Given passage:
Start of Block
OSHA News Release - (Archived) Table of Contents|
The U.S. Department of Labor's Occupational Safety and Health Administration (OSHA) announced that The University Hospital, Cincinnati, which is part of the Health Alliance,has agreed to enhance safety and health protection for its workers by providing newly developed devices to prevent needlestick injuries to the employees. The agreement was a result of a complaint inspection which was conducted at this tertiary care medical center hospital in Cincinnati.
Two issues addressed by the OSHA inspection were the sections of OSHA's bloodborne pathogens standard which call for employers to: evaluate on a regular schedule, existing and available engineering controls designed to eliminate or minimize employee exposures to blood or other potentially infectious fluids; and obtain and use safer engineering controls and needle devices such as self-sheathing needles, spring loaded needles, blunt suture needles and vacutainers with built-in safety shields.
These devices are the result of developments which have occurred in recent years in regard to the variety, quality and effectiveness of engineering controls which are designed to prevent accidental punctures of employee skin by needles which have been in contact with patient blood. As a result, a formal settlement agreement between The University Hospital and OSHA has been reached which can greatly reduce the frequency of accidental employee exposure incidents to patient blood, and which may prevent the transmission of potentially fatal bloodborne pathogens such as the Human Immunodeficiency Virus (HIV), the Hepatitis B Virus (HBV), and the Hepatitis C Virus (HCV).
End of Block
List of tasks:
A. Could you copy the OSHA news release from "Two issues addressed" to "built-in safety shields.", substituting "blood collection tubes" for "vacutainers"?
B. According to the OSHA news release, which hospital agreed to provide newly developed devices to prevent needlestick injuries to its employees?
Nothing in the listing is needed.

Collected data
Start of Block
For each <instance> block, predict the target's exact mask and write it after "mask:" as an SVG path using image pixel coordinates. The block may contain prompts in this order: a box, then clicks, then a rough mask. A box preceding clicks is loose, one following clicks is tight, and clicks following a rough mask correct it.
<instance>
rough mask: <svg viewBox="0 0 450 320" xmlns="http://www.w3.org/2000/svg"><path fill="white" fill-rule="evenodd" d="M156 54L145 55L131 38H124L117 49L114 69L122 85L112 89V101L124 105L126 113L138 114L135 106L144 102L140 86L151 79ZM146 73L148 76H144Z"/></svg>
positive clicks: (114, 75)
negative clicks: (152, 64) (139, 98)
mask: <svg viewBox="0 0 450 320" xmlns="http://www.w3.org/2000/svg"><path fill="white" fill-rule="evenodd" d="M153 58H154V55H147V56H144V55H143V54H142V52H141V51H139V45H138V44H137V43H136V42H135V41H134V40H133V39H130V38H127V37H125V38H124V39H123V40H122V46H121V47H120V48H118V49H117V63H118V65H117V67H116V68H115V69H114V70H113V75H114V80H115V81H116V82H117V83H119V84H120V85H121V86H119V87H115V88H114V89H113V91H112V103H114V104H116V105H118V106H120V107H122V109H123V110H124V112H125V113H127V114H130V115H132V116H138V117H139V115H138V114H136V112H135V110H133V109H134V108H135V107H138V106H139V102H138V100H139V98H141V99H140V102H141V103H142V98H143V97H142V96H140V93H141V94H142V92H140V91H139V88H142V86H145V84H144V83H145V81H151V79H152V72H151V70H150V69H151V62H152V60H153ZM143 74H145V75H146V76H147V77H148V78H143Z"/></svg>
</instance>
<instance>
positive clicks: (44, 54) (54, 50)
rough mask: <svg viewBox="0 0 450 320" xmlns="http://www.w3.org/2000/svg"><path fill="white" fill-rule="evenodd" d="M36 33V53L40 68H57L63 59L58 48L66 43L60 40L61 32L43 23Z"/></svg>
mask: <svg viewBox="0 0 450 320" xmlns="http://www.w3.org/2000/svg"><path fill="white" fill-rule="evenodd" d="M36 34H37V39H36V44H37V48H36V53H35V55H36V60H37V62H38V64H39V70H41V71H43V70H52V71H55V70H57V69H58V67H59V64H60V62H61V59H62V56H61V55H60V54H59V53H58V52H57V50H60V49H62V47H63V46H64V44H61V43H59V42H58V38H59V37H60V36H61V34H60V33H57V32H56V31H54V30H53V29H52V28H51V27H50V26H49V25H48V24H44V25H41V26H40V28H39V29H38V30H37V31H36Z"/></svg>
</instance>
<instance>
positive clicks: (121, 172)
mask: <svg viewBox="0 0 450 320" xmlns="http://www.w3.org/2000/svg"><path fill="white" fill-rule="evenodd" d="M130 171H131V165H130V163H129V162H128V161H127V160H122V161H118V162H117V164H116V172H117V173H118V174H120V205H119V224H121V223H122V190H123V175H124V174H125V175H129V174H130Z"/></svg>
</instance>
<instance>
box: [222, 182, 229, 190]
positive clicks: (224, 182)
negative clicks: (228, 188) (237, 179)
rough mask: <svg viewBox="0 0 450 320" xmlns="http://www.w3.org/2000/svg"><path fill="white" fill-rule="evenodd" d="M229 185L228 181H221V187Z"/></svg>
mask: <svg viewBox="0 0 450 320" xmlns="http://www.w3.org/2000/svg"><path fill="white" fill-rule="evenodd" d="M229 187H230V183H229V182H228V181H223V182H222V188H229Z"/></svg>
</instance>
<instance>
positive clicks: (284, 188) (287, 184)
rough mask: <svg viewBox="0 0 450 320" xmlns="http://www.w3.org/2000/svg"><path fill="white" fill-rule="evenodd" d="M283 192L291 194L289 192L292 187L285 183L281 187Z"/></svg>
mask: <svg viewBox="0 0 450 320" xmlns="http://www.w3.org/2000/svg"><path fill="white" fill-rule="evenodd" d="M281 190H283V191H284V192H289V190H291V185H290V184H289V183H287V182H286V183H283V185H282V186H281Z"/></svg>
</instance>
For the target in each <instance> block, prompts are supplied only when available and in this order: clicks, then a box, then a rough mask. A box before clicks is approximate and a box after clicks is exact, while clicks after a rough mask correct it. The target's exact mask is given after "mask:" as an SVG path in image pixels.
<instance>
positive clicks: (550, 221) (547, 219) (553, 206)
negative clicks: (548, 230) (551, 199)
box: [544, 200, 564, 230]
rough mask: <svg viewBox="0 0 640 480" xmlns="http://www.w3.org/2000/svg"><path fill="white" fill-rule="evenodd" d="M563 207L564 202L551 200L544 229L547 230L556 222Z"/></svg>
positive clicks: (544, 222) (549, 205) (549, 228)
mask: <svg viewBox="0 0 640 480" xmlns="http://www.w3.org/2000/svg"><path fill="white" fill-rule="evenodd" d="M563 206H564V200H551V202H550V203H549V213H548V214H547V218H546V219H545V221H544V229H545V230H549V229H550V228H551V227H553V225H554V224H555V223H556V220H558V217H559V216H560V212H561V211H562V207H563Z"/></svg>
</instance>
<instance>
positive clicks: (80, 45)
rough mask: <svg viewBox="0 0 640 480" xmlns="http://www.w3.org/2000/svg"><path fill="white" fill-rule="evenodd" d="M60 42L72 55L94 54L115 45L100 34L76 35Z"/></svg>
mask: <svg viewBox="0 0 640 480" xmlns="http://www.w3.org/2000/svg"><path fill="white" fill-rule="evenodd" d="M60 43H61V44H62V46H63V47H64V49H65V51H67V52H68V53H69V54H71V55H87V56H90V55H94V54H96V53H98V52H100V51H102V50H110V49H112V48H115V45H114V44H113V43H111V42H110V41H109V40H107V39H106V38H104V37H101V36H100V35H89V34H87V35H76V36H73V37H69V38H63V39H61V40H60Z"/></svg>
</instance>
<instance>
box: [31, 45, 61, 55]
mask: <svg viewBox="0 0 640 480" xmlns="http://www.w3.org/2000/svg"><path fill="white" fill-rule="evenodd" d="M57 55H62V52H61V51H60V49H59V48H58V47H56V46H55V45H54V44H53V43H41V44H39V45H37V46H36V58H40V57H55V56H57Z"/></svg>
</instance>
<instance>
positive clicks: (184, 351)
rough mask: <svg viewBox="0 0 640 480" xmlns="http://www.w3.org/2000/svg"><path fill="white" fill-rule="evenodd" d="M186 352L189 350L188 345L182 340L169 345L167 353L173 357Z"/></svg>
End of Block
Solutions to the tasks:
A.
Two issues addressed by the OSHA inspection were the sections of OSHA's bloodborne pathogens standard which call for employers to: evaluate on a regular schedule, existing and available engineering controls designed to eliminate or minimize employee exposures to blood or other potentially infectious fluids; and obtain and use safer engineering controls and needle devices such as self-sheathing needles, spring loaded needles, blunt suture needles and blood collection tubes with built-in safety shields.

B. The University Hospital, Cincinnati, part of the Health Alliance.